# DIRECTIONS:
1. In the post about the vaping myth, which NBC 15 reporter issued the warning about "Popcorn Lung Disease"?
2. Return the part of the vaping myth post starting with "Update: Here's a" and going on through "down to science.".

# SELECTED TEXT:
====================

Monday, September 16, 2019

Local TV station falls for long debunked vaping myth UPDATE: Based on a spoof video?


Update: Here's a link to a spoof video that was published almost three years ago. Here's NBC 15's report on the subject. USA's "pulmonary expert" appears to have been taken in by an admitedly convincing parody of A&E's "Intervention" reality TV series.

Read this quote from Dr. Karen Fagan, a pulmonary expert at USA. Then check out the video.

"It boils down to science.
" 'It was originally described in a single patient, who described that he loves the smell of buttery popcorn, so he would pop it and inhale it multiple times a day,' Fagan explained."


Original post follows.

Bless their hearts. In the grips of hysteria over recent health problems caused by idiots doing what idiots do, NBC 15's Cassie Fambro has rushed to press with a fearful warning about a myth that was thoroughly debunked years ago. It's the dreaded 'Popcorn Lung Disease!'

I can't bring myself to link to the story--I have a policy against publishing or promoting known falsehoods. What I will do is set the record straight with a little help from a real pulmonary expert. The text below is excerpted from a piece that ran in the Daily Caller four years ago.

====================

# DATA RECORDS:

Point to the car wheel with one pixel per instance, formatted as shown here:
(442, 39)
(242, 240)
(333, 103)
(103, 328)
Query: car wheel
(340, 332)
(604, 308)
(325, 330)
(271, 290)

====================

# SOLUTIONS TO THE PROBLEMS:
1. Cassie Fambro

2.
Update: Here's a link to a spoof video that was published almost three years ago. Here's NBC 15's report on the subject. USA's "pulmonary expert" appears to have been taken in by an admitedly convincing parody of A&E's "Intervention" reality TV series.

Read this quote from Dr. Karen Fagan, a pulmonary expert at USA. Then check out the video.

"It boils down to science.